----- SOURCE TEXT -----

Doctors

Five Moroccan hospital have started integrating Sophia Genetics’ artificial intelligence programs into their clinics to aid the identification of diseases causing mutations in patients’ genomic profiles.

The five Moroccan hospitals were revealed by Sophia Genetics, a global leader in data-driven medicine, during the 2017 Annual Meeting of the American College of Medical Genetics and Genomics (ACMG) in Phoenix, on March 24.

The Moroccan medical institutions that have incorporated Sophia Genetics into their medical plan are: Casablanca’s PHarmaProcess and Rabat’s ImmCell, Al Azhar Oncology Center, Riad Biology Center, and Oudayas’ Medical Analysis Laboratory.

The company has also established a center in Cape Town in South Africa and another in Douala in Cameroon.

The hospitals that have adopted Sophia Genetics’s AI have become part of a larger network of 260 hospitals in 46 countries that share biomedical findings across the world to advance in patients’ diagnostics and care.

Sophia will also aid African hospitals in cancer research.  Breast cancer has been described as a “serial killer” in Africa, with over 60% of African women afflicted. And according to an earlier research on breast cancer by the International Prevention Research Institute, an earlier diagnosis of breast tumors could increase life expectancy by 30%.

“Since inception, our vision has been to develop innovative technological solutions that analyze patients’ genomic profiles to offer better diagnosis and care to the greatest number of patients, wherever they live. Today, I am very proud that SOPHIA is triggering a technological leapfrog movement in healthcare across Africa, ” said Sophia Genetics’ CEO and co-founder, Jurgi Camblong.

----- RECORDS SHOWN -----

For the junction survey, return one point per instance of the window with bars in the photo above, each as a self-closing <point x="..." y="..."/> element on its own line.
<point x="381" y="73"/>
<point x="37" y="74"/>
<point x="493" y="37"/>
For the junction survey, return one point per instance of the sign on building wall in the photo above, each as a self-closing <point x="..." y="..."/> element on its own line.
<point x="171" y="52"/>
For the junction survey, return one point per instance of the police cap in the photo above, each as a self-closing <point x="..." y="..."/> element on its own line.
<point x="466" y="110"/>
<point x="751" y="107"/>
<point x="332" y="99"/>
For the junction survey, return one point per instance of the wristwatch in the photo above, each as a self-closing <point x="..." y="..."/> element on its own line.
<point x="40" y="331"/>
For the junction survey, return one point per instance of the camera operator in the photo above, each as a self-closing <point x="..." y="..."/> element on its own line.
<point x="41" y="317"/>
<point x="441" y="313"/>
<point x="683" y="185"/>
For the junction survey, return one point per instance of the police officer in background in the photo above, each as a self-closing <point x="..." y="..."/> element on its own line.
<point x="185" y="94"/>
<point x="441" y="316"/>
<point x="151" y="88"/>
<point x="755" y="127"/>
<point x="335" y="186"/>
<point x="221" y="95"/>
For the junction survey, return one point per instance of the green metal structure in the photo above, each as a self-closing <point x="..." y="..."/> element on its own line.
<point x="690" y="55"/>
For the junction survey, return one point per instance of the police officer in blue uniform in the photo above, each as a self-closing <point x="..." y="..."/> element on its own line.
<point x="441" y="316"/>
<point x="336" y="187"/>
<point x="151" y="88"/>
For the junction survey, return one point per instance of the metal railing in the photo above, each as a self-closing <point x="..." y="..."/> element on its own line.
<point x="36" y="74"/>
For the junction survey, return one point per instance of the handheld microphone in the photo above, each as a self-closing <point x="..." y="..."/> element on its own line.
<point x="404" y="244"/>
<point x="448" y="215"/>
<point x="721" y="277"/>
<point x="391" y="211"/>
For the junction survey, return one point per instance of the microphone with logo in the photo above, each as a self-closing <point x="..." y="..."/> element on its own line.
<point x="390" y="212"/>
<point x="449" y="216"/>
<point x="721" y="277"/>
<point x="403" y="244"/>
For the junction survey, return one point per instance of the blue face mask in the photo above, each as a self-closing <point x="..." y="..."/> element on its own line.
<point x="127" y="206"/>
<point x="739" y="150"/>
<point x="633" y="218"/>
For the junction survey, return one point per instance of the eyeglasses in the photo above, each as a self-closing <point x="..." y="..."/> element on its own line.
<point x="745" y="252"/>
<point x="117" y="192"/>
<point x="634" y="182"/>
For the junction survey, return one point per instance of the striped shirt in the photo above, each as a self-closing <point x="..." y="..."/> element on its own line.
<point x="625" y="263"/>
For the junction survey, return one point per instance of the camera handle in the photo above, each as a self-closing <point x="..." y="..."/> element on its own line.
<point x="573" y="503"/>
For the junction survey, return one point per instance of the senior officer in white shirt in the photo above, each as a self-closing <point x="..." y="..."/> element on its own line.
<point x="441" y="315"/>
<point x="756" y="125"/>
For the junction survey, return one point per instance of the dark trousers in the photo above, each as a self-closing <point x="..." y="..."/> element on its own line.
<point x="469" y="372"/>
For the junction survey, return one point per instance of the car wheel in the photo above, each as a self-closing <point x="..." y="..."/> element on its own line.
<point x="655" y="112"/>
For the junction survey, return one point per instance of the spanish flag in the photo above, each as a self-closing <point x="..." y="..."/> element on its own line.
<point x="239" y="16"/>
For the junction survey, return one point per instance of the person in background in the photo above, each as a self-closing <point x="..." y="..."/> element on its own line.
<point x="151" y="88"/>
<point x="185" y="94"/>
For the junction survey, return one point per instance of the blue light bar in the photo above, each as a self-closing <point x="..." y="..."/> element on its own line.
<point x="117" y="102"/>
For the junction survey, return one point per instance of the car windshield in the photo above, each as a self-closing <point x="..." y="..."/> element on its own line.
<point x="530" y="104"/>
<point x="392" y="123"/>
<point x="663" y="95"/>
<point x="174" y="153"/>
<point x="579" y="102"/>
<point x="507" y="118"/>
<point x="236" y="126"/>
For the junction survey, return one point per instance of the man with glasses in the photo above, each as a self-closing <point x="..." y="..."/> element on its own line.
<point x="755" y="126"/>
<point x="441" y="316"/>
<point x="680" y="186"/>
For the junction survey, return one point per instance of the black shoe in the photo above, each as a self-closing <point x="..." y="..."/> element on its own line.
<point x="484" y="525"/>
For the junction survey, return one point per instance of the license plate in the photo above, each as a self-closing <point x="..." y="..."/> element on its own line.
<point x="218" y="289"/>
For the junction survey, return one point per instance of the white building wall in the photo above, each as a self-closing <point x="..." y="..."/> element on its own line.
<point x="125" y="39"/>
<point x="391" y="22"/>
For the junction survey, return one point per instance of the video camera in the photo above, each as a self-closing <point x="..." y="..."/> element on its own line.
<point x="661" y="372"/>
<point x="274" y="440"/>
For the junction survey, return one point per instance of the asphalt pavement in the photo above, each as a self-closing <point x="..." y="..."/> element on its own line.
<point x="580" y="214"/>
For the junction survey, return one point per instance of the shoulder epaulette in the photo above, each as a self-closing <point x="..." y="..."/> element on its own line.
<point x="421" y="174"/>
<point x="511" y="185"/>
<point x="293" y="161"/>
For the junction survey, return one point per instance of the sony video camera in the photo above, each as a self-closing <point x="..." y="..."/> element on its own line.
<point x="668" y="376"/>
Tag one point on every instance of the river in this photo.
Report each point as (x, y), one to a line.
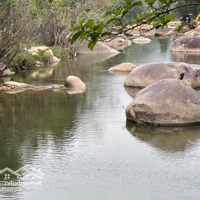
(82, 145)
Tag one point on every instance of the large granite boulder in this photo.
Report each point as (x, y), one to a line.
(150, 73)
(168, 102)
(100, 48)
(188, 44)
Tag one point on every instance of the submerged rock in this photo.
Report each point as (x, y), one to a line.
(123, 67)
(16, 84)
(168, 102)
(75, 85)
(150, 73)
(188, 44)
(163, 32)
(142, 40)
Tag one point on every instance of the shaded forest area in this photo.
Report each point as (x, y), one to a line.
(25, 23)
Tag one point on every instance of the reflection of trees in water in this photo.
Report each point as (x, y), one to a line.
(185, 57)
(29, 118)
(171, 139)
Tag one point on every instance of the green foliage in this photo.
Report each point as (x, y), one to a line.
(42, 57)
(156, 13)
(61, 52)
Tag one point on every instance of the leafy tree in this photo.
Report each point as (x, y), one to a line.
(158, 13)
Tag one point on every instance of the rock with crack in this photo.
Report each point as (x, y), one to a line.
(186, 44)
(150, 73)
(168, 102)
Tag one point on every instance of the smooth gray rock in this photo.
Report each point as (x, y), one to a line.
(169, 102)
(187, 44)
(150, 73)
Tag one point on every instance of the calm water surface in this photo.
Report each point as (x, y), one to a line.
(83, 144)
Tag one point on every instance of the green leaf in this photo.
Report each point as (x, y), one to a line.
(90, 23)
(81, 22)
(180, 27)
(75, 37)
(75, 28)
(156, 24)
(150, 2)
(91, 44)
(163, 1)
(137, 3)
(120, 30)
(94, 36)
(138, 16)
(99, 28)
(105, 34)
(128, 2)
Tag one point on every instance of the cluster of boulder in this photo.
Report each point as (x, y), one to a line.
(47, 51)
(168, 97)
(73, 85)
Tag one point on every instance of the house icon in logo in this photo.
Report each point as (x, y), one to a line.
(8, 174)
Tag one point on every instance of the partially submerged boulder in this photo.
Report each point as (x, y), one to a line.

-----

→ TASKS TO CARRY OUT:
a) Using the Sophia Genetics article, answer these:
(i) In which city and on what date did Sophia Genetics reveal the five Moroccan hospitals?
(ii) How many hospitals and how many countries make up the larger network the hospitals have joined?
(iii) Who is Sophia Genetics' CEO and co-founder?
b) How would this sentence from the Sophia Genetics article read in Spanish: "The company has also established a center in Cape Town in South Africa and another in Douala in Cameroon."?

→ ACTIVITY ANSWERS:
a)
(i) Phoenix, on March 24
(ii) 260 hospitals in 46 countries
(iii) Jurgi Camblong

b) La empresa también ha establecido un centro en Ciudad del Cabo, en Sudáfrica, y otro en Duala, en Camerún.